Exercise goal → Pull every line from the items below and reproduce each one word for word.

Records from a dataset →

__________________________________________________

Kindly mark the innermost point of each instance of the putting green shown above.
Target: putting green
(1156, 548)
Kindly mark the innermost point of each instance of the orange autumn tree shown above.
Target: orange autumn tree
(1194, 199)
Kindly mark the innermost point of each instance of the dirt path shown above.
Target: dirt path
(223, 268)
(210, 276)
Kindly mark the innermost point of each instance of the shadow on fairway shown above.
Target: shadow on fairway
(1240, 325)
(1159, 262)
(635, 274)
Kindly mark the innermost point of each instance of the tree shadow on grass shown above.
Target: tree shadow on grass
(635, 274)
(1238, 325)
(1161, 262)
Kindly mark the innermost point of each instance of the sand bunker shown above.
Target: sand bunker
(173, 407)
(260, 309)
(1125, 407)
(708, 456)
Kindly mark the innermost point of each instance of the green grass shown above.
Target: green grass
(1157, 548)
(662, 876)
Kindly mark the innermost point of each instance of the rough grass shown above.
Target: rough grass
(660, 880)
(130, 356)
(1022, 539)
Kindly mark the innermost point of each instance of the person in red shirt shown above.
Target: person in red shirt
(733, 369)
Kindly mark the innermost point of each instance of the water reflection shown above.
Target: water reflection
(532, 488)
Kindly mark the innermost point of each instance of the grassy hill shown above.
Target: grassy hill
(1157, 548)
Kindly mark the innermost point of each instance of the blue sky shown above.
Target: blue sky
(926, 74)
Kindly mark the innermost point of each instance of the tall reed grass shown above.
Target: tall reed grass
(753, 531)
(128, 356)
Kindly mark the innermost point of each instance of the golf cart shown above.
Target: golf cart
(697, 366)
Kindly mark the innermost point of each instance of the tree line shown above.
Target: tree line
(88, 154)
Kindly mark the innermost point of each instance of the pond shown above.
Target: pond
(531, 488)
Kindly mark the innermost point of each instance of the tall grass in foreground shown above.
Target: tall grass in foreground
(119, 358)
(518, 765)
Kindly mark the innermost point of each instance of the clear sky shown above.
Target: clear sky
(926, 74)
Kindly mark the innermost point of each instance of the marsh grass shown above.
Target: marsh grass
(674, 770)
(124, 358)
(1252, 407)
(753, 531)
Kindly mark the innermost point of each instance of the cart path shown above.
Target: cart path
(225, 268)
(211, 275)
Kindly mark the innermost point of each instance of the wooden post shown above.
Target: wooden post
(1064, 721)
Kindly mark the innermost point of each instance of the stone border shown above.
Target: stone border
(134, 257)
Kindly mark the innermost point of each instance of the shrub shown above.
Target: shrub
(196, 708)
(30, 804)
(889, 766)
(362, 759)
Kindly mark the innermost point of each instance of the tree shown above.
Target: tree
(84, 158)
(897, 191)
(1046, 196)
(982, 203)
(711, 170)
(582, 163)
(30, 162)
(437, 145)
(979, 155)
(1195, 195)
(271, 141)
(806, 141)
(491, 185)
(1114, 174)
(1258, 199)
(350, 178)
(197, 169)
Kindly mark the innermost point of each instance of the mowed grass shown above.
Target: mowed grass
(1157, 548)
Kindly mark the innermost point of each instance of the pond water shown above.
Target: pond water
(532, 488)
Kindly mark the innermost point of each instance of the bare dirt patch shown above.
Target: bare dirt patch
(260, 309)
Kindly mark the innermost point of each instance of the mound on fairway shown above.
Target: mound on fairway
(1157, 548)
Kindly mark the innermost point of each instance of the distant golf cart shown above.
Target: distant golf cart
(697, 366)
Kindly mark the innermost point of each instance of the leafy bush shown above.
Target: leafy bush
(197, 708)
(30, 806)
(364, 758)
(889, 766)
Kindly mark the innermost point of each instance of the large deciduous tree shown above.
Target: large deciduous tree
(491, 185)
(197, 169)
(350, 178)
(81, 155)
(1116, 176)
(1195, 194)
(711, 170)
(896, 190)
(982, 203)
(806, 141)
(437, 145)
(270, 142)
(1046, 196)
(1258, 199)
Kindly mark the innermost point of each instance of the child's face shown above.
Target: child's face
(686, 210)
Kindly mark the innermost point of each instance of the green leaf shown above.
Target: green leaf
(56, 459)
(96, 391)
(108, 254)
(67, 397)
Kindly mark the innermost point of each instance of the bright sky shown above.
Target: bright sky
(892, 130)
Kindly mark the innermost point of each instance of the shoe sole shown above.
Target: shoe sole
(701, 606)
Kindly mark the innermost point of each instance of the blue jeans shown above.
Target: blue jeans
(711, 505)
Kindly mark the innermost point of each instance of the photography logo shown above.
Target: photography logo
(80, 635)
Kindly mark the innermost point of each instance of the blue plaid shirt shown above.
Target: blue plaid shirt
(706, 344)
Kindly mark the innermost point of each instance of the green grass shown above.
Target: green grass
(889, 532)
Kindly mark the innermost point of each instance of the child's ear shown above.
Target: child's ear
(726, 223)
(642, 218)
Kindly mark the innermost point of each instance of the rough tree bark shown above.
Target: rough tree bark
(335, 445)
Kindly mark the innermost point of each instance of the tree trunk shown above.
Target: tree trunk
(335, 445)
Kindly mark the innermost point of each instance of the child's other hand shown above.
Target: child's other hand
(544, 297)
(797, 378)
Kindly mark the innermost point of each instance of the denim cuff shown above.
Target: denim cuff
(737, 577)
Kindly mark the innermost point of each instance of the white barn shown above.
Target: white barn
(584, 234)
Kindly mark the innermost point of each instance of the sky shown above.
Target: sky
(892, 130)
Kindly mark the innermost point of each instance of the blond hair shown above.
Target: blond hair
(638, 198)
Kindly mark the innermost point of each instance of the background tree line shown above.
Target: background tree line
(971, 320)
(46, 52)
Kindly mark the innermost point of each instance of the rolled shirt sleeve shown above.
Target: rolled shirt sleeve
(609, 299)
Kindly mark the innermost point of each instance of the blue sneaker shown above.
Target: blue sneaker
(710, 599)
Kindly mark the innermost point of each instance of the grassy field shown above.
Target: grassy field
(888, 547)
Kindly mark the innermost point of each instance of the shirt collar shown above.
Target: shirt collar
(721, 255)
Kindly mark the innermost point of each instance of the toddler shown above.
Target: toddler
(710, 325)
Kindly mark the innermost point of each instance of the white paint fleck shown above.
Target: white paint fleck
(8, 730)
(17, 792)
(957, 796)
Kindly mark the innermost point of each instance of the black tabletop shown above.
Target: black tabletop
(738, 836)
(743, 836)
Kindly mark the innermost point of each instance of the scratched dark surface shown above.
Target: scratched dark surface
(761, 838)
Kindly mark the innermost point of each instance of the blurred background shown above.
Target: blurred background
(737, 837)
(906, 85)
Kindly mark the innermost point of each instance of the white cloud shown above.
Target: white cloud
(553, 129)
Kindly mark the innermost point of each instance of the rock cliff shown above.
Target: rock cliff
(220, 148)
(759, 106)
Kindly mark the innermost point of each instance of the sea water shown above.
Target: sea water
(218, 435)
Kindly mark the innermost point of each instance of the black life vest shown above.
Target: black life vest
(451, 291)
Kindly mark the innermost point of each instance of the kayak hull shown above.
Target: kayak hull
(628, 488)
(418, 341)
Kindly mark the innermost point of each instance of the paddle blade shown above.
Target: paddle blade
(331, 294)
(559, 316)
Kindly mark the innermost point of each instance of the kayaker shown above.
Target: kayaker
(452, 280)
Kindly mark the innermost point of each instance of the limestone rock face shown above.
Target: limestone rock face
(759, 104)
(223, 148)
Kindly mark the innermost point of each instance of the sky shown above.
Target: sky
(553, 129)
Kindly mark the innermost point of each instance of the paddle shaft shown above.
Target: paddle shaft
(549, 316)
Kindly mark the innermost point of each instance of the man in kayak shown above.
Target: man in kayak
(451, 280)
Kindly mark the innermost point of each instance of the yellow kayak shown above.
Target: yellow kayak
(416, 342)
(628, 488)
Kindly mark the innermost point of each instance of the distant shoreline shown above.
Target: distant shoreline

__________________________________________________

Full output →
Kindly mark the innermost point of each instance of the putting green shown above.
Target: putting green
(1156, 548)
Kindly mark the innermost point of each instance of the orange autumn tree shown above.
Target: orange autumn tree
(1194, 199)
Kindly mark the innermost point of each instance of the dirt path shown above.
Target: dirt path
(223, 268)
(210, 276)
Kindly mark the innermost point of each instance of the shadow on fairway shown above.
Target: shadow on fairway
(1240, 325)
(1159, 262)
(635, 274)
Kindly mark the innermost point of each instance of the tree shadow on grass shown above.
Target: tree shadow on grass
(635, 274)
(1238, 325)
(1161, 262)
Kindly mark the innermost point of each instance of the sand bunker shown above.
Target: sand bunker
(173, 407)
(260, 309)
(1125, 407)
(708, 456)
Kindly mark the innermost point of each instance of the green grass shown above.
Target: green grass
(1157, 548)
(662, 876)
Kindly mark the innermost point of each instance of the rough grass shown above.
Target: rough grass
(660, 880)
(130, 356)
(1022, 539)
Kindly mark the innermost point of each instance of the person in red shirt shown above.
Target: person in red shirt
(733, 369)
Kindly mark the innermost point of each instance of the water reflection shown above.
Target: water reflection
(532, 488)
Kindly mark the innermost point of each instance of the grassy hill shown above.
Target: grassy hill
(1157, 548)
Kindly mark the innermost point of each instance of the blue sky shown above.
Target: blue sky
(926, 74)
Kindly mark the innermost point of each instance of the tall reed grass shown above.
Target: tall reed grass
(753, 531)
(128, 356)
Kindly mark the innermost point of each instance of the golf cart shown above.
Target: golf cart
(697, 366)
Kindly mark the innermost point of each instance of the tree line shown above.
Target: tree line
(88, 154)
Kindly mark the innermost point of each instance of the pond shown above.
Target: pond
(531, 488)
Kindly mark the innermost point of each instance of the tall grass in foreground shown above.
Target: tall grass in foreground
(119, 358)
(518, 765)
Kindly mark the innermost point of each instance of the clear sky shown above.
Target: clear sky
(926, 74)
Kindly mark the innermost point of each instance of the marsh grass shown above.
Target: marsh grass
(674, 770)
(124, 358)
(1252, 407)
(753, 531)
Kindly mark the innermost point of each instance of the cart path shown above.
Target: cart path
(225, 268)
(211, 275)
Kindly mark the innermost point of each instance of the wooden post shown above.
Target: wooden post
(1064, 721)
Kindly mark the innermost point of each instance of the stone border shown above.
Target: stone border
(134, 257)
Kindly mark the innermost point of each instance of the shrub shown above.
Target: shrub
(196, 708)
(30, 804)
(889, 766)
(362, 759)
Kindly mark the innermost point of each instance of the tree shown above.
Target: tree
(84, 158)
(897, 191)
(1046, 196)
(982, 203)
(711, 170)
(582, 163)
(30, 162)
(437, 145)
(979, 155)
(1195, 195)
(271, 141)
(806, 141)
(491, 185)
(1114, 174)
(1258, 199)
(350, 178)
(197, 169)
Kindly mark the innermost point of each instance of the mowed grass shown above.
Target: mowed grass
(1157, 548)
Kindly mark the innermost point of each instance of the pond water shown above.
Target: pond water
(532, 488)
Kindly mark the innermost point of each instance of the bare dirt patch shown above.
Target: bare dirt patch
(260, 309)
Kindly mark the innermost point of each instance of the mound on fairway shown above.
Target: mound on fairway
(1157, 548)
Kindly mark the innermost point of each instance of the distant golf cart shown above.
Target: distant golf cart
(697, 366)
Kindly mark the innermost point of each instance of the leafy bush shown above.
Target: leafy bush
(197, 708)
(30, 806)
(364, 758)
(889, 766)
Kindly mark the innermost point of each instance of the large deciduous tree shown above.
Target: large deciduous tree
(491, 185)
(197, 169)
(350, 178)
(81, 155)
(1116, 176)
(1195, 194)
(711, 170)
(896, 190)
(982, 203)
(806, 141)
(437, 145)
(270, 142)
(1046, 196)
(1258, 199)
Kindly mark the innermost point of each instance of the child's face shown above.
Target: child's face
(686, 210)
Kindly mark the innermost point of each instance of the green leaf shown above.
Target: green leaf
(56, 459)
(96, 391)
(108, 254)
(67, 397)
Kindly mark the innermost point of each instance of the bright sky shown above.
Target: bright sky
(892, 130)
Kindly mark the innermost point of each instance of the shoe sole shown above.
Target: shoe sole
(701, 606)
Kindly mark the innermost point of each instance of the blue jeans shown above.
Target: blue jeans
(711, 505)
Kindly mark the innermost point of each instance of the photography logo shown above.
Target: photography logo
(80, 635)
Kindly mark the innermost point of each instance of the blue plaid shirt shown above.
Target: blue plaid shirt
(706, 344)
Kindly mark the innermost point of each instance of the green grass shown above.
Target: green grass
(889, 532)
Kindly mark the innermost point of each instance of the child's ear shown above.
Target: child's ear
(726, 223)
(642, 218)
Kindly mark the innermost point of each instance of the rough tree bark shown above.
Target: rough tree bark
(335, 445)
Kindly mark the innermost point of each instance of the tree trunk shown above.
Target: tree trunk
(335, 445)
Kindly mark the innermost point of each instance of the child's other hand shown above.
Target: child's other hand
(544, 297)
(797, 378)
Kindly mark the innermost point of each instance of the denim cuff shown above.
Target: denim cuff
(737, 577)
Kindly mark the innermost point of each instance of the white barn shown above.
Target: white barn
(584, 234)
Kindly mark the innermost point of each instance of the sky shown above.
Target: sky
(892, 130)
Kindly mark the innermost point of each instance of the blond hair shown above.
Target: blond hair
(638, 198)
Kindly mark the innermost point of each instance of the background tree line shown above.
Target: background tree line
(971, 320)
(46, 52)
Kindly mark the innermost point of each instance of the rolled shirt sleeve shown above.
Target: rolled shirt sleeve
(609, 299)
Kindly mark the innermost point of each instance of the blue sneaker shown above.
Target: blue sneaker
(710, 599)
Kindly mark the innermost point of each instance of the grassy field shown above.
Target: grassy field
(888, 547)
Kindly mark the innermost point of each instance of the shirt collar shown above.
Target: shirt collar
(721, 255)
Kindly mark the innermost point of each instance of the toddler shown above.
Target: toddler
(710, 325)
Kindly mark the innermost point of each instance of the white paint fleck shown above.
Target: white paint fleck
(8, 730)
(17, 792)
(957, 796)
Kindly mark the innermost point of each instance of the black tabletop shown above.
Target: black tabletop
(738, 836)
(743, 836)
Kindly mark the innermost point of each instance of the scratched dark surface shown above.
Target: scratched dark surface
(761, 838)
Kindly mark the innermost point of each instance of the blurred background shown above.
Target: blurred background
(737, 837)
(906, 85)
Kindly mark the innermost point of each instance of the white cloud shown above.
Target: white cloud
(553, 129)
Kindly mark the innermost point of each instance of the rock cliff shown above.
Target: rock cliff
(220, 148)
(759, 106)
Kindly mark the innermost point of each instance of the sea water shown above.
Target: sea water
(218, 435)
Kindly mark the innermost point of each instance of the black life vest shown above.
Target: black life vest
(451, 291)
Kindly mark the innermost point of each instance of the kayak hull shown above.
Target: kayak hull
(628, 488)
(418, 341)
Kindly mark the innermost point of each instance of the paddle blade shown above.
Target: paddle blade
(331, 294)
(559, 316)
Kindly mark the innermost point of each instance of the kayaker shown above.
Target: kayaker
(452, 280)
Kindly mark the innermost point of each instance of the limestone rock face shown above.
Target: limestone rock face
(759, 104)
(223, 148)
Kindly mark the innermost point of each instance of the sky shown above.
Target: sky
(553, 129)
Kindly mark the innermost point of each instance of the paddle shaft shown above.
Target: paddle shaft
(549, 316)
Kindly mark the innermost point of each instance of the man in kayak shown above.
Target: man in kayak
(451, 280)
Kindly mark the innermost point of each instance of the yellow kayak shown above.
Target: yellow kayak
(416, 342)
(628, 488)
Kindly mark the innermost point of each instance of the distant shoreline shown above.
Target: distant shoreline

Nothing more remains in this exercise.